* [ZU LÖSENDE AUFGABEN]:
a) Kopiere aus dem Text über die Anwälte im Dorf B. wörtlich die Stelle von „Das ist natürlich“ bis „ist das Faxgerät.“.
b) Setze den Text über die Anwälte im Dorf B. bitte im Anschluss an seinen letzten Satz fort.

* [TEXTAUSZUG]:

Was bewegt den Anwalt? Klare Antwort: Unnütze Zeitverschwendung bei juristischer Haarspalterei. Was ist besonders geeignet für dieses dirty hobby? Klar, Zustellungen, vor allem wenn man dabei noch Kollegen anpampen kann.
Das ist natürlich ein Vorurteil.
Die meisten Anwälte haben einen zu engen Zeitplan oder einfach zu viel erlebt, um ständig private Feldzüge zu führen. Aber in einem großen Dorf im Norden Deutschlands, nennen wir es B., gibt es so viele Anwälte, dass sich ein paar halten konnten, die der Welle der Gleichgültigkeit Widerstand leisten. Das Leben ist nicht leicht für die Legionen von anderen Anwälten, die in den benachbarten römischen Lagern Charlottenburgica, Wilmersdorfa und Sonstwox dienen. Denn die im Dorf haben ein Zaubermittel. Es ist das Faxgerät.
Ihr Häuptling, Pampix, war letzte Woche wieder tätig.

* [ENTNOMMENE ANGABEN]:

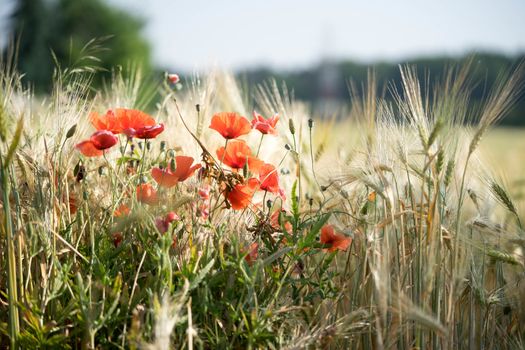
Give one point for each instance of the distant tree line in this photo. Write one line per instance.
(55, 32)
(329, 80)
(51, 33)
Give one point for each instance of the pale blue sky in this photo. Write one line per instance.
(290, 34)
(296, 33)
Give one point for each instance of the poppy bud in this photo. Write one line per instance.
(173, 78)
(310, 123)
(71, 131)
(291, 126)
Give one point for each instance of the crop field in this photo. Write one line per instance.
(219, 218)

* [ERGEBNISSE JE AUFGABE]:
a)
Das ist natürlich ein Vorurteil.
Die meisten Anwälte haben einen zu engen Zeitplan oder einfach zu viel erlebt, um ständig private Feldzüge zu führen. Aber in einem großen Dorf im Norden Deutschlands, nennen wir es B., gibt es so viele Anwälte, dass sich ein paar halten konnten, die der Welle der Gleichgültigkeit Widerstand leisten. Das Leben ist nicht leicht für die Legionen von anderen Anwälten, die in den benachbarten römischen Lagern Charlottenburgica, Wilmersdorfa und Sonstwox dienen. Denn die im Dorf haben ein Zaubermittel. Es ist das Faxgerät.

b)
Er ist kein Arbeitsrechtler, so dass man sagen könnte, wir spielen nicht in derselben Mannschaft, darum verstehen wir uns vielleicht nicht. Allerdings konnten wir auch nichts Böses ahnen: Wir wollten nur einen Vergleich zustellen, aus dem unsere Mandantschaft dann vollstrecken könne – in der Hoffnung, den läppischen Betrag auch so zu erhalten, ohne zu pfänden. Der Gegner ist solvent und nicht flüchtig. Der Vergleich selbst war ein recht simpler und der Kollege im Termin angenehm, verhandlungsstark und sachkompetent aufgetreten: Unsere Mandantin bekommt X Euro, die Kosten werden gegeneinander aufgehoben (kannten die beim Landgericht auch, ich war beeindruckt), alle Forderungen, die aus der rein geschäftlichen Beziehung resultieren, sind damit erledigt.
Vielleicht sollte ich Vertretungen für Zivilisten endgültig sein lassen (wenn die nicht dauernd in Urlaub wären, könnte ich das sicher auch umsetzen). Denn damit ging es erst los.
Weil die Kohle nicht kam, tat unsere Sekretärin, was sie tun musste: Sie schickte eine beglaubigte vollstreckbare Ausfertigung an Pampix. Mit einem Empfangsbekenntnis dazu. Das ist ein DIN-A-4-Blatt, auf dem ein paar Sachen angegeben sind und auf dem groß vermerkt ist
„…bitte per Telefax am 030/xxx zurücksenden…“
Großer Fehler. Es kam nichts.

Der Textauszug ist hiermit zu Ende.